AIM OF THE TASK =>
Transcribe the data below verbatim from the line with "Put a point on the submerged" to the line with "Put a point on the fish, one per instance.". Include both of those lines.

[Opening GIVEN DATA section]

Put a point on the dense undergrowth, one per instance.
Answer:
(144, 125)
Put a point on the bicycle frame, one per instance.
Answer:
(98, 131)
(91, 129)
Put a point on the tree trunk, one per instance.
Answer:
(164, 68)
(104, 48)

[Closing GIVEN DATA section]
[Opening GIVEN DATA section]

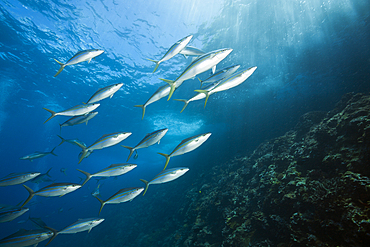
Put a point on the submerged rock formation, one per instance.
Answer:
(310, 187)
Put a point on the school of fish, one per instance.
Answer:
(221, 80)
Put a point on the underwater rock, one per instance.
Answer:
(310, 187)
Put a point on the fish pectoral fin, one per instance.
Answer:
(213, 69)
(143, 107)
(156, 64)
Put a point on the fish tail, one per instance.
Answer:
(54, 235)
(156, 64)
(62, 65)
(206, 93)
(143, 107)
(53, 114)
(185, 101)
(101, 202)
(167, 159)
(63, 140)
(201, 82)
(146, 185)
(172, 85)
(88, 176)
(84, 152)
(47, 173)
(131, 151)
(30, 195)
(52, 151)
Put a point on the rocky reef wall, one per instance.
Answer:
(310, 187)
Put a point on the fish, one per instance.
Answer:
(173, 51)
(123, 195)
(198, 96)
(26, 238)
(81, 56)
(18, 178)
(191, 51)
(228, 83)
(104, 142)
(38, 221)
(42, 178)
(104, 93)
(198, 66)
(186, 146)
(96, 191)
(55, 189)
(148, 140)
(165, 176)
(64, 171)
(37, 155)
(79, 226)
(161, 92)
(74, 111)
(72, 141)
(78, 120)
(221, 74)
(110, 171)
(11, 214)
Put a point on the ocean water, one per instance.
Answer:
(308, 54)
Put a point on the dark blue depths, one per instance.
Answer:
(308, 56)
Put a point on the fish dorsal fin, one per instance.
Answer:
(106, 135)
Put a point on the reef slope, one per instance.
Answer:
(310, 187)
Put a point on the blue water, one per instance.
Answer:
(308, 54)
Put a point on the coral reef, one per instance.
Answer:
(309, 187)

[Closing GIVEN DATA section]

RESULT OF THE EXERCISE =>
Put a point on the submerged rock formation, one per instance.
Answer:
(310, 187)
Put a point on the school of fish, one per instance.
Answer:
(221, 80)
Put a point on the underwater rock, one per instance.
Answer:
(310, 187)
Put a point on the fish pectoral fin, one per instance.
Answer:
(213, 69)
(143, 107)
(156, 64)
Put a point on the fish tail, one per instance.
Answer:
(54, 235)
(156, 64)
(62, 65)
(206, 93)
(143, 107)
(53, 114)
(185, 101)
(101, 202)
(167, 159)
(63, 140)
(201, 82)
(146, 185)
(172, 85)
(88, 176)
(84, 152)
(47, 173)
(131, 151)
(30, 195)
(52, 151)
Put a point on the rocky reef wall, one per instance.
Answer:
(310, 187)
Put a point on the fish, one per instance.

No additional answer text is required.